**GIVEN EXERCISE**:
Swap "group of people" for "crowd" in the stretch from the line containing "Annotation guideline — the target class is group" through the line containing "26;44;79;72". Return only those lines, otherwise unchanged.

**LISTED ENTRIES**:
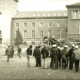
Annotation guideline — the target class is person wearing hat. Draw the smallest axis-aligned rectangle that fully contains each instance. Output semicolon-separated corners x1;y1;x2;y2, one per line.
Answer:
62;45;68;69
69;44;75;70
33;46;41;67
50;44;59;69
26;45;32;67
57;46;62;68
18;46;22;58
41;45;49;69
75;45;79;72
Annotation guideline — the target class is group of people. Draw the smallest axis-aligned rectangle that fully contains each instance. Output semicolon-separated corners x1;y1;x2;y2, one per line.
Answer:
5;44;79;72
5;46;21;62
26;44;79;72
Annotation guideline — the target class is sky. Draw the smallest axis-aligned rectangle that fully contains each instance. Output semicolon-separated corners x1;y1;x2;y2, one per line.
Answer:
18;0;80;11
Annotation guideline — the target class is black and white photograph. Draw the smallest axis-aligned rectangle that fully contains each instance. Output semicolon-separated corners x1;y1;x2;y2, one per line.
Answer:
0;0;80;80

==

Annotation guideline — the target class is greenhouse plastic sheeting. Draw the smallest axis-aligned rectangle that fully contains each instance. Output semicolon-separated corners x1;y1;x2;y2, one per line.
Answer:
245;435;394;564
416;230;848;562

**RIGHT ANSWER**:
Annotation guideline — the target class is crowd. Draw the smallest axis-aligned rectangle that fully contains each instance. Output semicolon-separated corners x1;y1;x2;y2, one per line.
Answer:
5;44;79;72
5;46;21;62
26;44;79;72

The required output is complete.